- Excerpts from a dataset
▬▬▬▬▬▬

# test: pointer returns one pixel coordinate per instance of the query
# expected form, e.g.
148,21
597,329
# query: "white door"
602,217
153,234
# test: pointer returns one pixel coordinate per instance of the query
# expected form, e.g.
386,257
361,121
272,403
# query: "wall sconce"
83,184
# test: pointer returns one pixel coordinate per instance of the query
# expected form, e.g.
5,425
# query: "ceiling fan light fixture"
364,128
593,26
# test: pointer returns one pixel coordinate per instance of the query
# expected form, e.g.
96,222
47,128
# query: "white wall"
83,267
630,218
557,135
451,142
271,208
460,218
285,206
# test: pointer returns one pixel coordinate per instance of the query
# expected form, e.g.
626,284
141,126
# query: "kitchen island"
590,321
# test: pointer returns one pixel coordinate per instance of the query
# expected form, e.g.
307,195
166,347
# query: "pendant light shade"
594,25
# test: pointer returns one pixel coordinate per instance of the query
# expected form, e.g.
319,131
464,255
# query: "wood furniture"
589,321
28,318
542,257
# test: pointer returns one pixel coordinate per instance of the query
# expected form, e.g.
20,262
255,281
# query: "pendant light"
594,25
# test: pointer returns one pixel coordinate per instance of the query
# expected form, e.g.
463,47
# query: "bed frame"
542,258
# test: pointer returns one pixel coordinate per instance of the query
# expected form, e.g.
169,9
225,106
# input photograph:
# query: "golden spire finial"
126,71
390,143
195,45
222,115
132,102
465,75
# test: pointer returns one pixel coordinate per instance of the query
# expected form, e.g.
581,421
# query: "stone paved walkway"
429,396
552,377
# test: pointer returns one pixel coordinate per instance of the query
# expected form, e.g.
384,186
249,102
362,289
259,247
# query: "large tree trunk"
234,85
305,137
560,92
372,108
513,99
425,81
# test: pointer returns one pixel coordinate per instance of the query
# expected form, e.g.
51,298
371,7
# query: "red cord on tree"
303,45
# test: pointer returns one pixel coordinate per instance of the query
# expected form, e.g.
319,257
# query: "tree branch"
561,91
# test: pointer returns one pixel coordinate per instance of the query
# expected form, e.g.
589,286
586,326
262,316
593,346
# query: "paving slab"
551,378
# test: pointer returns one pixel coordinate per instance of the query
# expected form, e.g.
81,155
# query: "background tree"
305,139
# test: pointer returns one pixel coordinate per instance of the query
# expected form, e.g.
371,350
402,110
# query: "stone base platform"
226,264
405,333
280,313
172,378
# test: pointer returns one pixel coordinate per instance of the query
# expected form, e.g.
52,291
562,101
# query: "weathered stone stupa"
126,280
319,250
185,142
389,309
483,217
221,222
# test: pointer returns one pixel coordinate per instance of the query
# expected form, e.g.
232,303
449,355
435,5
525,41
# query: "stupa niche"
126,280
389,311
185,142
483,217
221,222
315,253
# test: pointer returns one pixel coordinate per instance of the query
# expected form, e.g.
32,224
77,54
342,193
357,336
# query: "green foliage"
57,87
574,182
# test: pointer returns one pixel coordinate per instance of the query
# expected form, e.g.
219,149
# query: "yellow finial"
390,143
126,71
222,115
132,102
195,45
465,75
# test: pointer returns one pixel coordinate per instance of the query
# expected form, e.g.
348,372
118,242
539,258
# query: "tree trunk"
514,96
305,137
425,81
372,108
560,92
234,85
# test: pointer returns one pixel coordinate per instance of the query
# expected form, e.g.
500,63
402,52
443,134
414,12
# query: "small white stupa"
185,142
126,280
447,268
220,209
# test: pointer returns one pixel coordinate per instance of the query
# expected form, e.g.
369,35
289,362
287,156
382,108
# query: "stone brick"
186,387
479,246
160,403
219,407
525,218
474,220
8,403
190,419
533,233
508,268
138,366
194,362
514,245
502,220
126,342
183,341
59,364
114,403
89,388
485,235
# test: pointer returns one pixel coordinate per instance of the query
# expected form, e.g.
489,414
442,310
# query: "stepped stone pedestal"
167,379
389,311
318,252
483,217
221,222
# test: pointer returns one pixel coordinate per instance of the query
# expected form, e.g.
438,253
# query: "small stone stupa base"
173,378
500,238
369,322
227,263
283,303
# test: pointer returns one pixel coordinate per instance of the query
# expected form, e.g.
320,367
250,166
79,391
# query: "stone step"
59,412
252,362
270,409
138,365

▬▬▬▬▬▬

- AIM OF THE EXERCISE
Each entry shown above must be retyped word for word.

- ANSWER BELOW
# test: pointer returns one pixel coordinate per instance of the query
# expected form, e.g.
148,21
597,329
# query: "white door"
602,217
153,234
# test: pointer returns one pixel coordinate per instance of the query
# expected form, e.g.
386,257
361,121
272,403
# query: "wall sconce"
83,184
# test: pointer returns one pixel coordinate per instance of the query
# expected form, e.g.
5,425
# query: "ceiling fan light fixture"
364,128
593,26
# test: pointer returns one pixel coordinate per instance of the query
# expected form, e.g.
96,222
47,128
# query: "white wall"
83,267
630,218
557,135
451,142
271,208
460,218
285,206
# test: pointer returns one pixel coordinate per instance of the query
# expected form, e.g.
626,284
141,126
# query: "kitchen island"
590,321
# test: pointer returns one pixel coordinate per instance of the query
# expected form, e.g.
307,195
166,347
# query: "pendant light shade"
594,25
# test: pointer returns one pixel coordinate per instance of the query
# expected form, e.g.
319,131
464,255
# query: "wood furniture"
589,321
28,318
542,257
# test: pointer returns one pixel coordinate per instance of the query
# expected form, e.g.
20,262
255,281
# query: "pendant light"
594,25
# test: pointer returns one pixel coordinate per instance of the query
# expected form, e.g.
463,47
# query: "bed frame"
542,258
# test: pointer returns one pixel coordinate per instance of the query
# expected form, e.g.
169,9
225,106
# input photograph:
# query: "golden spire finial"
126,71
390,143
195,45
222,115
132,102
465,75
# test: pointer returns one pixel coordinate per instance of the query
# expected form, e.g.
581,421
# query: "stone paved walkway"
429,396
552,377
# test: pointer returns one pixel coordinate per instance of the query
# expected form, e.g.
384,186
249,102
362,289
259,247
# query: "large tree trunk"
234,85
305,137
560,92
372,108
513,99
425,81
# test: pointer returns one pixel coordinate per instance of the query
# expected form, e.g.
51,298
371,7
# query: "red cord on tree"
303,45
# test: pointer returns one pixel coordinate per instance of the query
# expected form, e.g.
319,257
# query: "tree branch"
561,91
# test: pointer returns one pixel coordinate per instance of the query
# expected form, e.g.
589,286
586,326
262,316
593,346
# query: "paving slab"
551,378
# test: pointer returns one pixel coordinate per instance of the query
# expected form, e.g.
81,155
# query: "background tree"
305,139
# test: pointer returns one pixel coordinate per instance of the query
# expected form, e.g.
371,350
402,110
# query: "stone base platform"
226,264
405,333
280,313
172,378
# test: pointer returns one pixel coordinate per instance of the query
# expected form, e.g.
52,291
562,101
# query: "weathered stone stupa"
126,280
319,250
185,142
389,309
483,217
221,222
# test: pointer returns one pixel coordinate per instance of the query
# expected form, e.g.
232,303
449,355
435,5
525,41
# query: "stupa niche"
126,280
389,311
185,142
483,217
221,222
315,253
# test: pointer returns one pixel coordinate per instance of the query
# expected form, e.g.
32,224
77,54
342,193
357,336
# query: "green foliage"
57,87
574,182
# test: pointer returns one pixel coordinate per instance of the query
# expected form, e.g.
219,149
# query: "yellow finial"
390,143
126,71
222,115
132,102
195,45
465,75
# test: pointer returns one pixel coordinate per instance of the query
# expected form, e.g.
348,372
118,242
539,258
# query: "tree trunk"
514,96
305,137
425,81
372,108
560,92
234,85
# test: pointer returns one pixel coordinate per instance of the query
# expected form, e.g.
500,63
402,52
443,134
414,12
# query: "small white stupa"
185,142
126,280
447,268
220,209
# test: pointer returns one pixel coordinate per instance of the query
# expected form, e.g.
369,35
289,362
287,156
382,108
# query: "stone brick"
186,387
479,246
160,403
219,407
525,218
474,220
8,403
190,419
533,233
508,268
138,366
194,362
514,245
502,220
126,342
183,341
59,364
114,403
89,388
485,235
# test: pointer returns one pixel coordinate per instance of the query
# expected form, e.g.
489,414
442,310
# query: "stepped stone pedestal"
167,379
389,311
318,252
483,217
221,222
# test: pointer returns one pixel coordinate per instance of the query
# expected form, e.g.
438,253
# query: "small stone stupa base"
173,378
500,238
369,322
227,263
283,303
# test: pointer returns one pixel coordinate per instance of the query
# expected form, e.g.
320,367
250,166
79,391
# query: "stone step"
59,412
252,362
270,409
138,365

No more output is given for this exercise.